** START Source passage **
With the global Space market economy revenue expanding at an ever faster pace and, according to the Space Foundation, having reached a new record of $314.17 billion in 2013, it is pleasing to know that space is one market in which the UK is already extremely well placed.
With Government support UK companies have been hard at work over the past two decades developing a range of highly sophisticated and specialist technologies including telecommunications satellites, imaging equipment and other crucial electronics components many of which are now out on space missions. The UK has a long record of success in sophisticated science based product development and the space market presents a huge opportunity for specialist companies to engage in. One particularly interesting example of a sophisticated product development is that of SABRE (Synergetic Air-Breathing Rocket Engine) and that is being developed by Reaction Engines and who BAE Systems have today announced an important investment and formation of a collaborative partnership.
Five years since the Space Innovation and Growth Strategy (SIGS) was launched and that in turn led to the creation of the Space Leadership Council, the UK Space Agency and the Satellite Applications Catapult opportunities for UK companies to further develop in the space market have probably never been better.
The twenty-year SIGS growth plan that dated from 2010 was updated last year by the Space Growth Action Plan. Covering the period 2014 to 2030 the new plan had as its aim a target of raising UK market share of an anticipated £400 billion global space enabled market to 10% by 2030. The plan also set an interim goal of growing the UK space industry to a turnover of £19 billion by 2020. It may also be worth noting that the UK is now also home to the European Centre for Space Application and Telecommunications (ECSAT).
These thoughts together with the positive view of expansion opportunity open to UK companies engaged in the space arena play very well into reasoning why BAE Systems has decided to make such an important strategic investment and formation of a working collaboration with Reaction Engines Limited. The BAE Systems investment will not only provide scope for Reaction Engines to accelerate development of SABRE™ – a new aerospace engine class that combines both jet and rocket technologies and has the potential to revolutionise hypersonic flight and the economics of space access – but will takes BAE Systems into what is undoubtedly a very fast growing and highly specialist area in which the company is ideally suited to support, help grow and benefit.
** END Source passage **
** START Supplied information **
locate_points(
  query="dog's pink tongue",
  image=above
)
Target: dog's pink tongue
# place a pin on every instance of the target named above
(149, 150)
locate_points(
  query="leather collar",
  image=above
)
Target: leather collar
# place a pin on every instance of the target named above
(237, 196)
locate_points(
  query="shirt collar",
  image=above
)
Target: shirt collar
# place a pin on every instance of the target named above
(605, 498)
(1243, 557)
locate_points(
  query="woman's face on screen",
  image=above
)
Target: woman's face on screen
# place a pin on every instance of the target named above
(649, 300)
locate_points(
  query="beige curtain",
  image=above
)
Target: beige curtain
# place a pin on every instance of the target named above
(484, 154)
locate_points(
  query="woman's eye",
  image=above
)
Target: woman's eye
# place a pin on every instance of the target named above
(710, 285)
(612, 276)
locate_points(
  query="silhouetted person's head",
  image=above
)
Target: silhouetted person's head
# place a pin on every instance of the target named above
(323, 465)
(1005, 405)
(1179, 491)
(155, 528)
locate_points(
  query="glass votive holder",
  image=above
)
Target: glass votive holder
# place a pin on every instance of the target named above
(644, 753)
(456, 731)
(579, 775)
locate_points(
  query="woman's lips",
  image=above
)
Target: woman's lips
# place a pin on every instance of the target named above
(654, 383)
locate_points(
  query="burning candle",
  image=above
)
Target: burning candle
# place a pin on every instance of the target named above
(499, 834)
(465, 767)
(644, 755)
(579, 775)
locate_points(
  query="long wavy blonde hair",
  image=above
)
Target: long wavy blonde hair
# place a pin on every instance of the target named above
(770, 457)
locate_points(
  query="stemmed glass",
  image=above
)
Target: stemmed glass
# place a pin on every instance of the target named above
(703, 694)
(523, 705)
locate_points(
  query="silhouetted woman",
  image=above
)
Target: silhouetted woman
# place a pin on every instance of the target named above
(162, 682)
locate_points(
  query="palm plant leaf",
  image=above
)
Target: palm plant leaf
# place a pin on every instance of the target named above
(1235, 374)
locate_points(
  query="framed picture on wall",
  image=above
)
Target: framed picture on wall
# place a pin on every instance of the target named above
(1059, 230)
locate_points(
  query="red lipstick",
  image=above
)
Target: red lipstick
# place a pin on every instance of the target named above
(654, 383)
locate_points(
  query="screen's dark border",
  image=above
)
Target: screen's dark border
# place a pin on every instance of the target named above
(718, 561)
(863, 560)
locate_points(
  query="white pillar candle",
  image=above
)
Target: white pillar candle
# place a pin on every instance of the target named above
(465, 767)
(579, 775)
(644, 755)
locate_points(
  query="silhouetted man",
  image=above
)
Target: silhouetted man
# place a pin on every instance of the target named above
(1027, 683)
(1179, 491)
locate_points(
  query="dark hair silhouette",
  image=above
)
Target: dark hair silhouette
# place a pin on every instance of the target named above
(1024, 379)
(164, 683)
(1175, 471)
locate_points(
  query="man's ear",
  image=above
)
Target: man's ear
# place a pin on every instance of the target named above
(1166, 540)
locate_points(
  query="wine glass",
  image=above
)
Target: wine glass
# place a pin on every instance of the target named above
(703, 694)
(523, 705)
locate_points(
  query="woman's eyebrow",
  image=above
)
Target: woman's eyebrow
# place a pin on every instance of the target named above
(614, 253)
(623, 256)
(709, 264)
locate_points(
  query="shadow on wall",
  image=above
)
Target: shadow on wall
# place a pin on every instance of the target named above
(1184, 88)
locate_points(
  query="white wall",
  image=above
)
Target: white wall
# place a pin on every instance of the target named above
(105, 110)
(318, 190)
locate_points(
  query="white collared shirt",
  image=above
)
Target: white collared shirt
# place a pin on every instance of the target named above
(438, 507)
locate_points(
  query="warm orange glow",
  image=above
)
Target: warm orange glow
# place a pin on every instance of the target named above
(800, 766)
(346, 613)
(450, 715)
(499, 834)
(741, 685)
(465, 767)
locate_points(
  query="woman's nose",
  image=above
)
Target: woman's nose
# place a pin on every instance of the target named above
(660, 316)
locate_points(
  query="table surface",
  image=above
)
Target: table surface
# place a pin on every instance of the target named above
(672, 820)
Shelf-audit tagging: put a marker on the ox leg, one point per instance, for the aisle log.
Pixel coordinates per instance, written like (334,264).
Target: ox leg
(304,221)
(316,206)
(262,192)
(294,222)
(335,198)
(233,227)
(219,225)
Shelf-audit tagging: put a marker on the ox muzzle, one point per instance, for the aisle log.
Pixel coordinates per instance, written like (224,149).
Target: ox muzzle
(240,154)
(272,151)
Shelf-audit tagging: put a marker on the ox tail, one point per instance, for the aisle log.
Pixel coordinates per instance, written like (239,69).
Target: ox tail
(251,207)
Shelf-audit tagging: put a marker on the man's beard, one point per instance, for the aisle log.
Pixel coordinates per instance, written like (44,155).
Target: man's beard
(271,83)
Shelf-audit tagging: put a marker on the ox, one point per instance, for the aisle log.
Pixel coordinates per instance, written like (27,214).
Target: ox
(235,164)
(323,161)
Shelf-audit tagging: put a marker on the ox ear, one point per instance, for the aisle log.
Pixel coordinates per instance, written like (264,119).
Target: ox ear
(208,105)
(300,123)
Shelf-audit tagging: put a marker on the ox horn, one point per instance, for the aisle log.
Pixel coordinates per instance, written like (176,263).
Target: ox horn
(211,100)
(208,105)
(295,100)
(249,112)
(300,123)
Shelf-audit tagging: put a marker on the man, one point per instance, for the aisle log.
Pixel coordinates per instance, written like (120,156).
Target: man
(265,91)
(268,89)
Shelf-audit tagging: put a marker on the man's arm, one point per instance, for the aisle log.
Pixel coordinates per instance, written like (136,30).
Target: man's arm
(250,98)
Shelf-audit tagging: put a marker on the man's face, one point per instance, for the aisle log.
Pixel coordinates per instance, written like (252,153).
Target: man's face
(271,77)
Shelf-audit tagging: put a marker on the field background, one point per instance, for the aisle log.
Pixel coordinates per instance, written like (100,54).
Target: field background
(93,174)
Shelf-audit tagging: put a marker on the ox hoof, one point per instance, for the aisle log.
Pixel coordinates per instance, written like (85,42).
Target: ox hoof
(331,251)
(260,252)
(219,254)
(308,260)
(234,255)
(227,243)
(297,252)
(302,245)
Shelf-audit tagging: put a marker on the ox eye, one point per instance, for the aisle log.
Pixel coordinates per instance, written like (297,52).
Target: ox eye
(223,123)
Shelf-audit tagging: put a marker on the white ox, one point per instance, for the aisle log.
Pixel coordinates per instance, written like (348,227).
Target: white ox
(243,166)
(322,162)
** END Supplied information **
» **Problems to work on**:
(1) Which abbreviations does the passage on the UK space market spell out in full? Give each one with its expansion.
(2) Repeat the stretch of the passage on the UK space market from "With Government support" through "a collaborative partnership.".
(3) Go on with the passage on the UK space market, starting after its final sentence.

» **Responses for each task**:
(1)
- SABRE: Synergetic Air-Breathing Rocket Engine
- SIGS: Space Innovation and Growth Strategy
- ECSAT: European Centre for Space Application and Telecommunications

(2)
With Government support UK companies have been hard at work over the past two decades developing a range of highly sophisticated and specialist technologies including telecommunications satellites, imaging equipment and other crucial electronics components many of which are now out on space missions. The UK has a long record of success in sophisticated science based product development and the space market presents a huge opportunity for specialist companies to engage in. One particularly interesting example of a sophisticated product development is that of SABRE (Synergetic Air-Breathing Rocket Engine) and that is being developed by Reaction Engines and who BAE Systems have today announced an important investment and formation of a collaborative partnership.

(3)
The UK space sector is estimated to have current revenues in the region of £11 billion. In turn this supports around 75,000 jobs the majority of which carry STEM (Science, technology, Engineering and Mathematics) based skills. With an already well established world-class science and technology based space industry and one that has innovation writ large all over it the UK is in my view well placed in terms of meeting the global leadership challenges laid down in the Space Growth Action Plan. Being already heavily invested on space based science laboratories and with specialist equipment produced by UK companies in use on very many international space missions growth opportunities in an ever increasing space business landscape are there for those willing to invest. Again, this makes BAE Systems new investment look very opportune.
Under the terms of the agreement BAE Systems will invest £20.6 million in Reaction Engines, acquiring 20 per cent of the share capital in the process and the company has also entered into a working partner relationship with the Abingdon, Oxfordshire based company.
Not only is this an excellent example of innovation investment opportunity by BAE Systems it is clearly excellent news for Reaction Engines in that it has a shareholder and partner that can bring significant knowledge and additional skills into the important project. In detail, the establishment of the working partnership will also allow Reaction Engines to draw on BAE Systems’ extensive aerospace technology development and project management expertise. Moreover it will provide Reaction Engines with access to critical industrial, technical and capital resources to progress towards the demonstration of a ground based engine and which is a key milestone in the development of the technology. Under the agreement, BAE Systems will also enter into a preferred supplier relationship with Reaction Engines in certain agreed areas and will have representation on the board of Reaction Engines.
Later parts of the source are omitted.